| Exercise details |
State the number of lines in the data below that contain the string "asphalt", taking case into account. Reply with the number alone.

| Stored data |
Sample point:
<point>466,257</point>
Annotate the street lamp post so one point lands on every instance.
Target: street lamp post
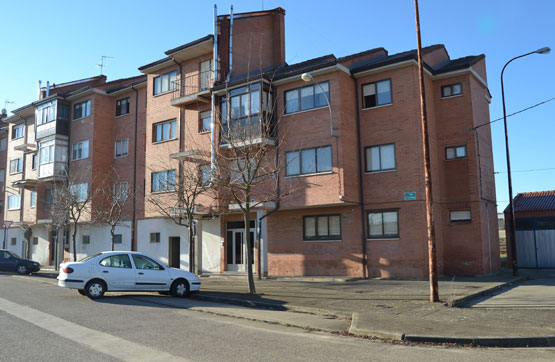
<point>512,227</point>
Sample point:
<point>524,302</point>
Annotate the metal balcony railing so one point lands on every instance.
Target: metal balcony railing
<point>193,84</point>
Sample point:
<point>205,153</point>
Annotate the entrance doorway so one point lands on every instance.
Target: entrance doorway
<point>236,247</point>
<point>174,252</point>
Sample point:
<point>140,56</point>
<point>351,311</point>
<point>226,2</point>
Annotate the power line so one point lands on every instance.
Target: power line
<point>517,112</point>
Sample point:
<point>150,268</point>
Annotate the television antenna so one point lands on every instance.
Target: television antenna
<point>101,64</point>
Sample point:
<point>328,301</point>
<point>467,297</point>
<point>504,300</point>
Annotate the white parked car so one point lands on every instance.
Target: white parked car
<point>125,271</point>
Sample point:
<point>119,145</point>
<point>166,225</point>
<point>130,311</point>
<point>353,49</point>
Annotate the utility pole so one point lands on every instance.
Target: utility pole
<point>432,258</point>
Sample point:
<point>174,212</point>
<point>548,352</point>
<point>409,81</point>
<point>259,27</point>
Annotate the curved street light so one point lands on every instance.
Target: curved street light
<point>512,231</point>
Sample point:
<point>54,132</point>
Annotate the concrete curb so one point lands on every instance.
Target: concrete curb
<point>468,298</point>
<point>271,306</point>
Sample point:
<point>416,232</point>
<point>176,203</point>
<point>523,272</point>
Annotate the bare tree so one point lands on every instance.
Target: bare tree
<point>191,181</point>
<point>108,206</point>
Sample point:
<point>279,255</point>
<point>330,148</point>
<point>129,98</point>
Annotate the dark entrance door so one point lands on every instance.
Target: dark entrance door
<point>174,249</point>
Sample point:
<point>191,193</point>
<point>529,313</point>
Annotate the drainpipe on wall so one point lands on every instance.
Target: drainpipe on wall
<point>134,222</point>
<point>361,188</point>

--

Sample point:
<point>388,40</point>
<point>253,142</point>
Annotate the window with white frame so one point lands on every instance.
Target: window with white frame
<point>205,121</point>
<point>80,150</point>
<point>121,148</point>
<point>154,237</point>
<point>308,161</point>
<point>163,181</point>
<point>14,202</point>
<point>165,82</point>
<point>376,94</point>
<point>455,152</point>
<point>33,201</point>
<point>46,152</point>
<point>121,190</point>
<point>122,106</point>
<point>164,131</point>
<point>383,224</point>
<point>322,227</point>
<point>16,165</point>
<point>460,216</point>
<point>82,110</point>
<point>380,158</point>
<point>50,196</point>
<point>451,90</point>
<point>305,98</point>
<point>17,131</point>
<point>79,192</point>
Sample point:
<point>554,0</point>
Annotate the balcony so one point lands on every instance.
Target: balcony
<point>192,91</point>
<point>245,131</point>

---

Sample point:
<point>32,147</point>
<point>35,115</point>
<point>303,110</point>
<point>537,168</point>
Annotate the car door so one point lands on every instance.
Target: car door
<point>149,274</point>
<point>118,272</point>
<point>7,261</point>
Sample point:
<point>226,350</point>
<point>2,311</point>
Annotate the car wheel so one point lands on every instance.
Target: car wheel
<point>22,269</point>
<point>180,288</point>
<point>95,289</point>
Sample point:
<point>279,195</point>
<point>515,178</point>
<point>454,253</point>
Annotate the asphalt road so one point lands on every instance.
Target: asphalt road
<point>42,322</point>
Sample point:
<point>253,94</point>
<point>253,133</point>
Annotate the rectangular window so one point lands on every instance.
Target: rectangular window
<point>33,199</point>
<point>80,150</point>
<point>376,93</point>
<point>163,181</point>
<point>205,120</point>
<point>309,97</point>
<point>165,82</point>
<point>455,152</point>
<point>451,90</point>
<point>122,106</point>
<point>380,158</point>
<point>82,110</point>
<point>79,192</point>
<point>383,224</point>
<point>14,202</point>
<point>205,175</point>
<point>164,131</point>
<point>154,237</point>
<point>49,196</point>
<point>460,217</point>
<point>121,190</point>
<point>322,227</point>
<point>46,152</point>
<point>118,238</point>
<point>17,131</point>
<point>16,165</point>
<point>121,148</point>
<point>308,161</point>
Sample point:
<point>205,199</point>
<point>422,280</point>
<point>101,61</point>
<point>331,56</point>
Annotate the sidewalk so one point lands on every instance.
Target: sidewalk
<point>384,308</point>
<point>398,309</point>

| Written reply |
2